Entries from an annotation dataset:
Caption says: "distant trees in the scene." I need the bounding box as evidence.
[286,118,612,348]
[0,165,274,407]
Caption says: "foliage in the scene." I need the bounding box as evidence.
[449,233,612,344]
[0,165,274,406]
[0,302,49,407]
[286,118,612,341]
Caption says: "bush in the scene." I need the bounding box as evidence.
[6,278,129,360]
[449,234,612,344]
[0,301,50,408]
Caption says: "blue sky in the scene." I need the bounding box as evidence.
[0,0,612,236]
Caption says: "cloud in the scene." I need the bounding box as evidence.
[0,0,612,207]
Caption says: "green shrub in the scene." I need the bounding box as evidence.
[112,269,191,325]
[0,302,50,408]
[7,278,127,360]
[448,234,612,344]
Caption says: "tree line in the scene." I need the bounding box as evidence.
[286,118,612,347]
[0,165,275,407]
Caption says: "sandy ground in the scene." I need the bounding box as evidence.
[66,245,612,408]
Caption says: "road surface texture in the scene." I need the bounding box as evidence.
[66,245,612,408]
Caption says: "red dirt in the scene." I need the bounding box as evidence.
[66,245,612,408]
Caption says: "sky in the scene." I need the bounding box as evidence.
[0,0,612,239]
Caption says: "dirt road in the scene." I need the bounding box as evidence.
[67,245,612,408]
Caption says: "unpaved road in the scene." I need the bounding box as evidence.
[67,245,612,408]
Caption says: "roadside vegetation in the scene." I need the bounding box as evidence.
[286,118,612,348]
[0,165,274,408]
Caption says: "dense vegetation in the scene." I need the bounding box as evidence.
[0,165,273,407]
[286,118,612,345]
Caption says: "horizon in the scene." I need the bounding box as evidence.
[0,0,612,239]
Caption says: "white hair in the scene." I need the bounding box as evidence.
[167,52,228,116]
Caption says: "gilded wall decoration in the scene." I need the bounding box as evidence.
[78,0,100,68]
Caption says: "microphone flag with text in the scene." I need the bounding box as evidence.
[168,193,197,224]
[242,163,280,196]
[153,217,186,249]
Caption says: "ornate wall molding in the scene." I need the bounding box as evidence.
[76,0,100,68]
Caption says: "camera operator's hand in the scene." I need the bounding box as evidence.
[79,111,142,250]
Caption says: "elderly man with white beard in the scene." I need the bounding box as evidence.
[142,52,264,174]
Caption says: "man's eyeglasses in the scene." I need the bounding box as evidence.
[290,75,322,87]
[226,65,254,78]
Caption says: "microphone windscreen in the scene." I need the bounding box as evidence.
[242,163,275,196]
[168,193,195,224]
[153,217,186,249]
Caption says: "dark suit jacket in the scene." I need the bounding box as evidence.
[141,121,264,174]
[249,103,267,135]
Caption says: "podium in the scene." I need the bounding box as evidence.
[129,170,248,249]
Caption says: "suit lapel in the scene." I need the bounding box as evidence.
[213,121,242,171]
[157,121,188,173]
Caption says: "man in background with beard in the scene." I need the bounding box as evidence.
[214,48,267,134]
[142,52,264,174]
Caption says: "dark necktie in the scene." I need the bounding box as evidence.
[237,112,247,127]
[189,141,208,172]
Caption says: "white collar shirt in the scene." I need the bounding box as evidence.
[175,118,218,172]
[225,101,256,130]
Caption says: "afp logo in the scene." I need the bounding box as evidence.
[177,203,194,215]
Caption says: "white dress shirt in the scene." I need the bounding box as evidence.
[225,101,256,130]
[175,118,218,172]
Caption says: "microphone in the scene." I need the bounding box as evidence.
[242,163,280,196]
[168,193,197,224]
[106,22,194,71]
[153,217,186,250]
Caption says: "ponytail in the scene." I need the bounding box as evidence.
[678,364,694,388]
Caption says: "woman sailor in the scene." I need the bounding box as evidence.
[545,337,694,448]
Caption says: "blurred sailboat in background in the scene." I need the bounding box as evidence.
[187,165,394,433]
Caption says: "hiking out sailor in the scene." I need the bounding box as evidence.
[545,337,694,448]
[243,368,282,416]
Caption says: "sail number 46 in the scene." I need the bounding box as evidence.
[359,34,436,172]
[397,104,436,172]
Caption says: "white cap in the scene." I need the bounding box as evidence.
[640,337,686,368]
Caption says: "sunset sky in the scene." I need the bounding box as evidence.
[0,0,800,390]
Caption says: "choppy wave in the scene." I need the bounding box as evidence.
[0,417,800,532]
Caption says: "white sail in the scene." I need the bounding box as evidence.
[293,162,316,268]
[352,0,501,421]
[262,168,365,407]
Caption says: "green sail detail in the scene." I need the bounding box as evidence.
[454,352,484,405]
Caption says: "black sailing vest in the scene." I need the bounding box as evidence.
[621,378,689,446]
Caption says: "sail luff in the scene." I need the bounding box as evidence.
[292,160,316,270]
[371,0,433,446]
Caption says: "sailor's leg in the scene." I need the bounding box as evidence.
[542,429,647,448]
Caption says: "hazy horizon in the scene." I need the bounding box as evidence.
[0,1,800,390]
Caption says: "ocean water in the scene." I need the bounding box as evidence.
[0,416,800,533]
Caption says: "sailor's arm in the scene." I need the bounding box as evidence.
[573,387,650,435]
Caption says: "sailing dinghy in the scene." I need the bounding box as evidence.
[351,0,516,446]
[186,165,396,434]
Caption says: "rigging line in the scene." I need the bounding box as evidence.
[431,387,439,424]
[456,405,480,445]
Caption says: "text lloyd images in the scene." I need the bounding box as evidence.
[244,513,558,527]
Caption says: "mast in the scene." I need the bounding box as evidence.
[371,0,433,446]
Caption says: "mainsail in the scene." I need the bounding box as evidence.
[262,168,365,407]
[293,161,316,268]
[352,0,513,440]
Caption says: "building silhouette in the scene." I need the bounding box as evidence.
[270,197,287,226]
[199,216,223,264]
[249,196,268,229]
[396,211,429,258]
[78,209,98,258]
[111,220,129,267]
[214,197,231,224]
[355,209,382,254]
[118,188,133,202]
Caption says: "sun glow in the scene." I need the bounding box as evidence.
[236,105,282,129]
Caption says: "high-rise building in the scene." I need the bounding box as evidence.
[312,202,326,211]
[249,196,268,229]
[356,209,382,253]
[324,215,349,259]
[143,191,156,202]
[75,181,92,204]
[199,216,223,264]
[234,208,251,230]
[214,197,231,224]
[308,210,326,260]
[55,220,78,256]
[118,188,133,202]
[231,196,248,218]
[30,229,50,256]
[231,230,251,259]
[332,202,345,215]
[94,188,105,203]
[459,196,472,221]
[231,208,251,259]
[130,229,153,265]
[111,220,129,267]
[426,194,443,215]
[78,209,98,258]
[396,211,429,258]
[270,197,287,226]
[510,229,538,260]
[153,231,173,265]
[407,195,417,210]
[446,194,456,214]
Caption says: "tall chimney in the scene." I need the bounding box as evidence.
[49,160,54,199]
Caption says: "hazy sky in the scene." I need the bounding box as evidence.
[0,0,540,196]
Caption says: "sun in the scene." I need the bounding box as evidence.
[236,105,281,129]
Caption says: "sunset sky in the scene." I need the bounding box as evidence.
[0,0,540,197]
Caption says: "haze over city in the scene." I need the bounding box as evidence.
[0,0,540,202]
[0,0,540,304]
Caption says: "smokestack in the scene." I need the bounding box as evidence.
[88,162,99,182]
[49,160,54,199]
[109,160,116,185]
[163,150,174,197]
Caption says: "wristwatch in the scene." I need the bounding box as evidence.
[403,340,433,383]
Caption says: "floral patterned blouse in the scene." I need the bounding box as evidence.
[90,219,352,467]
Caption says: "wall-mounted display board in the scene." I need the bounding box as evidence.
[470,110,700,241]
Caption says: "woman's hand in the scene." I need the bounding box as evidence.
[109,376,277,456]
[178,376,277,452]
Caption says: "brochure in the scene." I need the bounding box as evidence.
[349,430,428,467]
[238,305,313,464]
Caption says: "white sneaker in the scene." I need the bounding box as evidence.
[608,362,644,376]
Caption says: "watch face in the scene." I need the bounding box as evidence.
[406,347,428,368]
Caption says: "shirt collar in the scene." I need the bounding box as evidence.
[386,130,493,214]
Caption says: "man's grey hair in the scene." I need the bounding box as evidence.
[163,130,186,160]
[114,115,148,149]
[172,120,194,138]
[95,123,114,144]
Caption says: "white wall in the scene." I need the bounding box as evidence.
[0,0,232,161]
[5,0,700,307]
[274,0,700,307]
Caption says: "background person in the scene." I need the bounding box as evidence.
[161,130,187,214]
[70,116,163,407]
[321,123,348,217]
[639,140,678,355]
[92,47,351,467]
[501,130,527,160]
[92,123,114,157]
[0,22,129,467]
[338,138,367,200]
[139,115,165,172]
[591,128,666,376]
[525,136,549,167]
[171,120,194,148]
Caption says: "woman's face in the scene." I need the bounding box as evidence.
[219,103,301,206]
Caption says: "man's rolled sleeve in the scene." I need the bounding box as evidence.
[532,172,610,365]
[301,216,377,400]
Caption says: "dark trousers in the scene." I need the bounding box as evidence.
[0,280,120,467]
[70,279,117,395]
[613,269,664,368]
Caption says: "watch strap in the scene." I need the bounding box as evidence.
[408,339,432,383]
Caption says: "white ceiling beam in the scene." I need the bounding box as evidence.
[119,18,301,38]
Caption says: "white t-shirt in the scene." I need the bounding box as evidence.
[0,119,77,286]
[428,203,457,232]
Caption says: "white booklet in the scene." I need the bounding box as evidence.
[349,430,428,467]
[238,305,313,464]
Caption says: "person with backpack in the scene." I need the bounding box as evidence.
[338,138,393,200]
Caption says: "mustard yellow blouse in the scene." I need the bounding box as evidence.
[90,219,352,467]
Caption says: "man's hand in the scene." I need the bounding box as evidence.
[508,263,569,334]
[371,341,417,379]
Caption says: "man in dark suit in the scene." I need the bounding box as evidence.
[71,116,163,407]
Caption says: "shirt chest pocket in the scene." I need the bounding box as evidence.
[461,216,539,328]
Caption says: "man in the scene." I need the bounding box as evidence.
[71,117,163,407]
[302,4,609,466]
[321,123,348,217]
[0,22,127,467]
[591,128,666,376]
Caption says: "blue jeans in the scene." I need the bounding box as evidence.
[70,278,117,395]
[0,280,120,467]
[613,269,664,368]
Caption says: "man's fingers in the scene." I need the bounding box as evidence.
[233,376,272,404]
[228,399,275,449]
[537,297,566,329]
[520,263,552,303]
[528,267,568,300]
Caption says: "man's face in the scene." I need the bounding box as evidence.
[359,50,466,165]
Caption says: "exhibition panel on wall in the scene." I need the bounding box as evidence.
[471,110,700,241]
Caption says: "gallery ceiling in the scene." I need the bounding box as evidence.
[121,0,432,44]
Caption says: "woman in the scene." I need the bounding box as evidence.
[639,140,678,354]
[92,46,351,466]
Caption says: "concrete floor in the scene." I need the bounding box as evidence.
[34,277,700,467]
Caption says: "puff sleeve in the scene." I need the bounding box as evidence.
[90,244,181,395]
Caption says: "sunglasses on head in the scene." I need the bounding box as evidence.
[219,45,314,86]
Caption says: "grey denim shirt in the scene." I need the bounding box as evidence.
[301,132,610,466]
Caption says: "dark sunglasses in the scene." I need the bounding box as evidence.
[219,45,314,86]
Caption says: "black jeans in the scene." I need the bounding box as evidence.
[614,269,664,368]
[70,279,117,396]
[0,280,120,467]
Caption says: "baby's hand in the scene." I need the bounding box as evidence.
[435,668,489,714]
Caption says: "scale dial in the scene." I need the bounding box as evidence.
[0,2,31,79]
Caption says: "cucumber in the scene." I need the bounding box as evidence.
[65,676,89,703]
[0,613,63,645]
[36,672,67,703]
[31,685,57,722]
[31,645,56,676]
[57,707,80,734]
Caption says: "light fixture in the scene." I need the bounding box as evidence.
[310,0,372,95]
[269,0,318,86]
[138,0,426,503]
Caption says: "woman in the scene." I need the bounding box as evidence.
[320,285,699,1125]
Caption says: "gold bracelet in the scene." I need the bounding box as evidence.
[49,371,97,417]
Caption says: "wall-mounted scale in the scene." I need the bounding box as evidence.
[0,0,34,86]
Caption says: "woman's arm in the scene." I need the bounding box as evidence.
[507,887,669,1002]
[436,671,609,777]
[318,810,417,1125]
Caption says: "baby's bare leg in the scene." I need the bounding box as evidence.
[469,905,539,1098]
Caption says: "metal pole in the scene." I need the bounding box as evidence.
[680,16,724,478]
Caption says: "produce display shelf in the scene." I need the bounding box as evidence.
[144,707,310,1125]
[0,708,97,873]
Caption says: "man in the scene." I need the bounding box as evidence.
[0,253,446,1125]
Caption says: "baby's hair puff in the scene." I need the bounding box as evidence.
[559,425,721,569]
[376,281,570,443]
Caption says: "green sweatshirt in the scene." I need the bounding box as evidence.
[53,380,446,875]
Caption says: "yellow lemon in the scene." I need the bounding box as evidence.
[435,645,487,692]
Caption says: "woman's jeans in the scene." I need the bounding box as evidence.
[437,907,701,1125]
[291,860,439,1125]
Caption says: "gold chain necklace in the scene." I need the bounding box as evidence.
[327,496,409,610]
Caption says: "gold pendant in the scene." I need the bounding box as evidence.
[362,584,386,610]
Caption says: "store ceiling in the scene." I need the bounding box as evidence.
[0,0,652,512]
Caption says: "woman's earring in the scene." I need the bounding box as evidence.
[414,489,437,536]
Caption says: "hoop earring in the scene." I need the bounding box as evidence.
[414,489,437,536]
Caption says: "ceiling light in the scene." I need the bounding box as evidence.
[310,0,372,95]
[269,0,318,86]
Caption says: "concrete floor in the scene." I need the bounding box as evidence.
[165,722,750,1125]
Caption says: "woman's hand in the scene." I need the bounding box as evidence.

* Your objective
Repeat exactly the lines starting at the line with "display shelf in" and ending with the final line of the entries. Include nothing else.

* Answer below
Caption says: "produce display shelf in the scene." I need the bounding box as evidence.
[144,707,310,1125]
[0,708,97,873]
Caption says: "man in the scene." I need the bounding box as evidence.
[0,253,446,1125]
Caption says: "baby's hair puff in the scene." I need the bounding box as evidence.
[559,425,721,569]
[376,281,570,443]
Caption says: "green sweatshirt in the scene." I need the bounding box as evidence.
[53,380,446,875]
Caption says: "yellow lemon in the scene." I need the bounding box as evidence.
[435,645,487,692]
Caption says: "woman's jeans in the scene." I need the bounding box as evidence.
[437,907,701,1125]
[291,860,439,1125]
Caption says: "gold chain necklace in the scene." I need the bounding box as evidence.
[327,496,409,610]
Caption says: "gold pendant in the scene." I need the bounding box as evidence.
[362,584,386,610]
Caption says: "store ceiling in the scene." I need the bounding box as evidence.
[0,0,652,512]
Caption says: "woman's earring in the scene." I need the bounding box as evidence.
[414,489,437,536]
Caption says: "hoop earring in the scene." I need the bounding box as evidence.
[414,489,437,536]
Caption says: "ceiling light in the scene." I need the bounding box as evidence.
[310,0,372,95]
[269,0,318,86]
Caption says: "concrete floor in the scene." I need the bounding box as evidence.
[165,722,750,1125]
Caption says: "woman's hand in the scene." I need the bounding box as evidence.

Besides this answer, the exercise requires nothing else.